» The problem
Where does the string "lips" occur in the records below? Copy every line that holds it.

Start of Records provided

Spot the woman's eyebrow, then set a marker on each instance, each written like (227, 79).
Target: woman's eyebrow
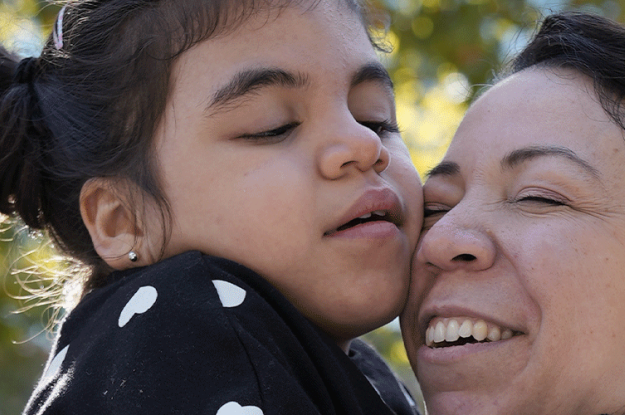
(445, 168)
(522, 155)
(245, 82)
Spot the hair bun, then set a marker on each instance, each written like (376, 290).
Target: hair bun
(26, 70)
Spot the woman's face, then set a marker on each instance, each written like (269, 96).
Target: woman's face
(277, 138)
(524, 242)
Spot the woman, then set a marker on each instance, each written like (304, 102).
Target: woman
(517, 300)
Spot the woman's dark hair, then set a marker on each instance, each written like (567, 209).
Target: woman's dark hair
(89, 107)
(587, 43)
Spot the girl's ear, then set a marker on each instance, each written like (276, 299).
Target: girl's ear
(114, 228)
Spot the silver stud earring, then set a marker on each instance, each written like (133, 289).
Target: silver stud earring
(132, 256)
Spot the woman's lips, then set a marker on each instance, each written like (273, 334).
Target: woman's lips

End of Records provided

» Response box
Spot the woman's lips, then set a marker on each instance, each written like (273, 334).
Target: woman's lips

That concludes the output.